◆ TO-DO LIST:
• A. Answer these three questions using the scraping documentation below. Label each answer (i), (ii), or (iii).
(i) What is the ttl value in the caching configuration?
(ii) Which resource types does the resource management configuration block?
(iii) What selector does the "products" extractor use in the e-commerce example?
• B. List every suggestion in the error response format of the scraping documentation below.
• C. Extend the scraping documentation below, starting right after its final line.

◆ EXCERPTED TEXT:
+--

Error Response Format

{
  "success": false,
  "error": {
    "type": "EXTRACTION_FAILED",
    "message": "No elements found matching selector '.product-card'",
    "url": "https://example.com/products",
    "selector": ".product-card",
    "suggestions": [
      "Check if the page structure has changed",
      "Verify the CSS selector is correct",
      "Enable dynamic content handling",
      "Check if the page requires user interaction"
    ]
  }
}

Performance Optimization

Caching Strategy

{
  "caching": {
    "enabled": true,
    "ttl": 3600,
    "cacheKey": ["url", "extractors"],
    "storage": "memory",
    "compression": true,
    "invalidateOn": ["page_change", "content_update"]
  }
}

Resource Management

{
  "resources": {
    "maxMemoryUsage": "512MB",
    "maxExecutionTime": 60000,
    "downloadTimeout": 30000,
    "maxRedirects": 5,
    "resourceTypes": {
      "block": ["image", "font", "media"],
      "allow": ["document", "stylesheet", "script", "xhr"]
    }
  }
}

Usage Examples

E-commerce Product Scraping

{
  "url": "https://shop.example.com/products",
  "extractors": [
    {
      "name": "products",
      "selector": ".product-item",
      "fields": {
        "name": ".product-name",
        "price": ".price-current @number",
        "original_price": ".price-original @number",
        "discount": ".discount-percent",
        "image": ".product-image img @src",
        "rating": ".rating @attribute:data-rating @number",
        "reviews_count": ".reviews-count @number",
        "availability": ".stock-status",
        "product_url": "a @href"
      }
    }
  ],
  "dynamic": {
    "enabled": true,
    "actions": [
      {
        "type": "scroll",
        "direction": "bottom"

+--

◆ DATA SECTION:
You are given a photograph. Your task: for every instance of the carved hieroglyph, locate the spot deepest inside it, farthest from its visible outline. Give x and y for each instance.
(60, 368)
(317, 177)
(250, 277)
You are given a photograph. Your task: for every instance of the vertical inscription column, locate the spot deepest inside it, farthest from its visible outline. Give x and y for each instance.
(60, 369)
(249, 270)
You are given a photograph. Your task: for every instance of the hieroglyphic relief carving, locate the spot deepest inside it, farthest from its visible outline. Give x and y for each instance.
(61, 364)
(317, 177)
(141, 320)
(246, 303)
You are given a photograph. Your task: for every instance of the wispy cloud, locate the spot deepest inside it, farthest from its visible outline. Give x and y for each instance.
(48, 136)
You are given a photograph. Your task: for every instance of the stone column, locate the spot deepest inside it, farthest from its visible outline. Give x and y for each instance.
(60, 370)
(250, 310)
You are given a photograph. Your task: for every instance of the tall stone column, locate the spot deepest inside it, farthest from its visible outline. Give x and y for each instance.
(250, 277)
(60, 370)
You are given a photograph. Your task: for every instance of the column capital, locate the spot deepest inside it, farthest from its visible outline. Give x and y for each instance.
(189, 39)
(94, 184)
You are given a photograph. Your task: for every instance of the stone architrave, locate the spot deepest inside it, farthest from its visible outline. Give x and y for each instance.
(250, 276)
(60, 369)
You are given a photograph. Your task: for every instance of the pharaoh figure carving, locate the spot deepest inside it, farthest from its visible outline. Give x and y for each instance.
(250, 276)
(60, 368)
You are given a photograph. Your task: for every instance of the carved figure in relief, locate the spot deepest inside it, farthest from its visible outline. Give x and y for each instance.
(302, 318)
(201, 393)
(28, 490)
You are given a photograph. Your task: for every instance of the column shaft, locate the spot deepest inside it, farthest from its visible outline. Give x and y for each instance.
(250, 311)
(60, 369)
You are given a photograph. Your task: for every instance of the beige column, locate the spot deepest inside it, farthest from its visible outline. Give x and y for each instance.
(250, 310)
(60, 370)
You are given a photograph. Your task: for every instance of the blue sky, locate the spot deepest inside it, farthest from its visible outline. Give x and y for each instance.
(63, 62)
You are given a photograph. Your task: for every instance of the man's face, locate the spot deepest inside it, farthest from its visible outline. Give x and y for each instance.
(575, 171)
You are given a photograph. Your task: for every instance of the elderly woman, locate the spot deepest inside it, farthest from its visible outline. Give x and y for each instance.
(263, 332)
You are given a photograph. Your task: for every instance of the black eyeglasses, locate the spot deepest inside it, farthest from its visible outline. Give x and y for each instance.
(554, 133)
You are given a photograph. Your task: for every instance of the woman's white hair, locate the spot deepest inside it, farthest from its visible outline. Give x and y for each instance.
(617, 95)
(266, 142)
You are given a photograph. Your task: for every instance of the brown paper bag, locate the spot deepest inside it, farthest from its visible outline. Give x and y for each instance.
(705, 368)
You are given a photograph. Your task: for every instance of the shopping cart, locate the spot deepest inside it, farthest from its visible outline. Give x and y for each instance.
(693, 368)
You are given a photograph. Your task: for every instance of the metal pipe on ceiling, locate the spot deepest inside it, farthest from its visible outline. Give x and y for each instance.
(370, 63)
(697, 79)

+--

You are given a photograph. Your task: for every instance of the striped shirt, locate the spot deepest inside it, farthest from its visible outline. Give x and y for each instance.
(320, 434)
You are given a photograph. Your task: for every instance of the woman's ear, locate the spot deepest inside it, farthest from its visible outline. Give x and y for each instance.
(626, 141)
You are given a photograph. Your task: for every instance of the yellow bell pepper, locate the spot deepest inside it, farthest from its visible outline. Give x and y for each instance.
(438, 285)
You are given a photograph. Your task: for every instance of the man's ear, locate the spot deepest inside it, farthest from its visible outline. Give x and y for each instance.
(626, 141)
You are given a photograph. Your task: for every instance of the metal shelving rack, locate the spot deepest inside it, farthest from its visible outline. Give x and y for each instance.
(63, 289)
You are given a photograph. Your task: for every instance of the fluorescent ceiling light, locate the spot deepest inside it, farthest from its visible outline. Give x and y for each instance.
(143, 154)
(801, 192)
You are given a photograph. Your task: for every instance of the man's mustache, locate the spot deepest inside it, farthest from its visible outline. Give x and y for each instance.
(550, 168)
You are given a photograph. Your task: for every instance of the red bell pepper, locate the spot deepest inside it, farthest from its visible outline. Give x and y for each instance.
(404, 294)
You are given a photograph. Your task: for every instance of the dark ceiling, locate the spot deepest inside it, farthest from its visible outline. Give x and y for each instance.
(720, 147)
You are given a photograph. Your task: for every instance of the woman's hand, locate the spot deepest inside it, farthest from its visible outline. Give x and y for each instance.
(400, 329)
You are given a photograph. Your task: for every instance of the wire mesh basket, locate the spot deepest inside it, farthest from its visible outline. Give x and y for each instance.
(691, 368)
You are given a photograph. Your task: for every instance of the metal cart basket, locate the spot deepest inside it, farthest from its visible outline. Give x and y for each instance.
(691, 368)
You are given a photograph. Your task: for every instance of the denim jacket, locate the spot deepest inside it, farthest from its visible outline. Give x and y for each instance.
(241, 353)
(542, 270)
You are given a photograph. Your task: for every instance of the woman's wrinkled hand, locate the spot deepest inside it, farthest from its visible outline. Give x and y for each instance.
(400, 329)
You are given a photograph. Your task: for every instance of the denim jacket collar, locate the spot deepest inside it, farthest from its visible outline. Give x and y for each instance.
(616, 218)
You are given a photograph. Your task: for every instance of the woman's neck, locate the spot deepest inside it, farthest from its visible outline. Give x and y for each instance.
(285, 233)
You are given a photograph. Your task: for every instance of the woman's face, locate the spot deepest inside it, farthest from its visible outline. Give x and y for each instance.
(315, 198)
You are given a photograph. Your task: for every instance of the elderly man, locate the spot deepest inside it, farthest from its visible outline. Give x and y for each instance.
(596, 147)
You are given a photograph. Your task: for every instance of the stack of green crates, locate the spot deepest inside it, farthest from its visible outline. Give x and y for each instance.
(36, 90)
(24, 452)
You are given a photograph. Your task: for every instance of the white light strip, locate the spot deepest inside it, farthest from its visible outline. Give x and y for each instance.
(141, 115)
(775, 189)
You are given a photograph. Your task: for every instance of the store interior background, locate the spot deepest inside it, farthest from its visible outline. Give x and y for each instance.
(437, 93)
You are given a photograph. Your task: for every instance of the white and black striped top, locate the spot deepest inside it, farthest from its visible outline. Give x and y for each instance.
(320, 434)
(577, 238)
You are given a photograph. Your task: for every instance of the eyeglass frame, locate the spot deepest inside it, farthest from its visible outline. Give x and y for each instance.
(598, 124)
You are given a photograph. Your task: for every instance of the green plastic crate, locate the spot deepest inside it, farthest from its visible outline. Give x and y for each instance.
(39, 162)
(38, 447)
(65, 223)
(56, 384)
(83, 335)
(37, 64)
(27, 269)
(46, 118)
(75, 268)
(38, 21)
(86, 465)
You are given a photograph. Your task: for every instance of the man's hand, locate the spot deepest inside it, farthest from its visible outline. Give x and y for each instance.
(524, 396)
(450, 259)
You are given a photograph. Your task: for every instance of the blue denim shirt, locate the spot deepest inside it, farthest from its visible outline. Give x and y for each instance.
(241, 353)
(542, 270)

+--

◆ EXPECTED ANSWERS:
• A.
(i) 3600
(ii) image, font, and media
(iii) .product-item

• B.
- Check if the page structure has changed
- Verify the CSS selector is correct
- Enable dynamic content handling
- Check if the page requires user interaction

• C.
      }
    ]
  }
}

News Article Collection

{
  "url": "https://news.example.com/technology",
  "extractors": [
    {
      "name": "articles",
      "selector": "article",
      "fields": {
        "headline": "h2.headline a",
        "summary": ".article-summary",
        "author": ".byline .author-name",
        "publish_date": ".publish-date @date",
        "category": ".category-tag",
        "article_url": "h2.headline a @href",
        "image": ".article-image img @src",
        "read_time": ".read-time @number"
      }
    },
    {
      "name": "pagination",
      "selector": ".pagination",
      "fields": {
        "current_page": ".current-page @number",
        "total_pages": ".total-pages @number",
        "next_url": ".next-page @href"
      }
    }
  ]
}

Table Data Extraction

{
  "url": "https://data.example.com/financial-reports",
  "extractors": [
    {
      "name": "financial_data",
      "selector": "table.data-table tbody tr",
      "fields": {
        "company": "td:nth-child(1)",
        "revenue": "td:nth-child(2) @number",
        "profit": "td:nth-child(3) @number", 
        "growth_rate": "td:nth-child(4) @number",
        "market_cap": "td:nth-child(5) @number",
        "report_date": "td:nth-child(6) @date"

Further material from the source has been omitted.